- **Document passage**:
** START **

We are also pleased to see the government introduce new rules to allow renters to decide if they would like their rental payment history to be taken into account for their credit score. This opt-in approach will help ensure that renters who are struggling to pay their rent on time due to the mounting housing affordability crisis are not negatively impacted.

The indifferent news – measures that will not address affordability

While it is encouraging that the government has recognized affordability and renters’ rights in its housing plan, those are disproportionately small parts of the overall strategy. In contrast, measures to incentivize the private market to build more housing comprise the vast majority of the plan. These include a little over $66.3 billion in grants, loans, and other supports for developers, and changes to zoning and permitting rules to make building quicker and cheaper. It also includes a freeze on the fees that municipalities can charge developers, a previously announced GST rebate for rental construction, and other tax breaks, all of which represent additional costs of lost tax revenue. These amounts together represent a much larger allocation than the $27.1 billion allocated to affordable housing and addressing homelessness.

In the absence of robust affordability requirements, new private market housing will not be affordable, especially for low- and moderate-income residents. Moreover, increasing supply does not meaningfully lower rents in existing homes. The supply approach is contingent on higher income residents moving into new higher-cost homes, freeing up their existing lower-cost homes to be passed on to low- and moderate-income residents. However, in the absence of effective rent regulation, there is nothing keeping those existing homes affordable. Even the  strongest proponents of the supply approach acknowledge that rent decreases spurred by new supply are negligible. Empirical studies have found that building supply “was so slow and had so little effect on providing housing to lower income tenants that it could not be pursued as a serious policy strategy” and “is not a meaningful method for producing affordable rental housing.”

In short, the government’s plan to address housing supply shortages in the private market will not meaningfully impact the affordability crisis. To address affordability, new construction must prioritize publicly-owned, non-profit, and co-operative homes. At the same time, new housing built by the private market must be subject to strict affordability requirements to justify public investment.

Unfortunately, the government’s housing plan does not signal that it intends for its significant investments in housing supply to provide affordability. On the contrary, the government noted that existing affordability requirements in the Apartment Construction Loan Program – which are already minimal, inadequate, and ineffective – will be made more “flexible.” In short, the bulk of the government’s plan is to incentivize developers to build more housing that will be unaffordable to most people in Canada.

What’s missing 

Leveraging public lands for affordable housing

We are glad to see the federal government launch a new Public Lands for Homes Plan, which aims to leverage publicly-owned lands for housing development, including by leasing lands to retain public ownership over the long term. However, it is critical that public lands and other assets be prioritized for non-market housing to maximize the use of public lands for housing that is truly affordable to communities in need. We are concerned that this new plan fails to do so, reinforcing the government’s overall focus on housing supply over affordability. However, it is encouraging that the government is proposing to prioritize non-market and student housing as part of its plan to convert underused federal offices.

** END **

- **Records for this task**:
** START **

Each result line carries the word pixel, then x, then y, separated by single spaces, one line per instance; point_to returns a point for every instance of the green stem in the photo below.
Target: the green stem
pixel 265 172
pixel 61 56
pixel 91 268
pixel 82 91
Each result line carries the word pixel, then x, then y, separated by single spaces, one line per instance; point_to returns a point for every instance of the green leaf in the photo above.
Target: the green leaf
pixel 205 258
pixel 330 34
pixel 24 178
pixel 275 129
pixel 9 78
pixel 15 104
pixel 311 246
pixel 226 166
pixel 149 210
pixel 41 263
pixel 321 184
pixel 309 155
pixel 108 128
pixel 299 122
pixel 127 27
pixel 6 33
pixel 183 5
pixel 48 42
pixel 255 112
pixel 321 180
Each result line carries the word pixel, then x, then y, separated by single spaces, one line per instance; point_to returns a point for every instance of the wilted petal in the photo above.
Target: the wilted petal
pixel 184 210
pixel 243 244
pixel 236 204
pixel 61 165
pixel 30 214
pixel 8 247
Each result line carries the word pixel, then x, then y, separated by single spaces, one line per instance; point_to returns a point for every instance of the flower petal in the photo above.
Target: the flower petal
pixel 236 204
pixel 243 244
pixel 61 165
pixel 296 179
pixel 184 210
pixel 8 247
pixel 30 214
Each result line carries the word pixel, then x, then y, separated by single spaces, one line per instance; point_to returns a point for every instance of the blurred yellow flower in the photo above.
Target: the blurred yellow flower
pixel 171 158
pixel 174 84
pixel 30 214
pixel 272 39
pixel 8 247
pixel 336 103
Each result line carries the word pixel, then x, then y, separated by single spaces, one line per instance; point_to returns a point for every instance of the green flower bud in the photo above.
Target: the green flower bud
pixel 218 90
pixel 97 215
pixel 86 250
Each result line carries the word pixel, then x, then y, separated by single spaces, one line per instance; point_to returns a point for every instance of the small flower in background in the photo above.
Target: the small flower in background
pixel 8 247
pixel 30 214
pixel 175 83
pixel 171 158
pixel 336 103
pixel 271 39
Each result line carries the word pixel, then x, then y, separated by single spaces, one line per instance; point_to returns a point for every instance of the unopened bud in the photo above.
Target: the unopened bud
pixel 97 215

** END **

- **Problems to solve**:
1. In the housing policy passage, how much is allocated to affordable housing and addressing homelessness?
2. Reproduce the entries verbatim, from their first line through the line holding "pixel 321 180", inclusive.

- **Solutions for each task**:
1. $27.1 billion.

2.
Each result line carries the word pixel, then x, then y, separated by single spaces, one line per instance; point_to returns a point for every instance of the green stem in the photo below.
Target: the green stem
pixel 265 172
pixel 61 56
pixel 91 268
pixel 82 91
Each result line carries the word pixel, then x, then y, separated by single spaces, one line per instance; point_to returns a point for every instance of the green leaf in the photo above.
Target: the green leaf
pixel 205 258
pixel 330 34
pixel 24 178
pixel 275 129
pixel 9 78
pixel 15 104
pixel 311 246
pixel 226 166
pixel 149 210
pixel 41 263
pixel 321 184
pixel 309 155
pixel 108 128
pixel 299 122
pixel 127 27
pixel 6 33
pixel 183 5
pixel 48 42
pixel 255 112
pixel 321 180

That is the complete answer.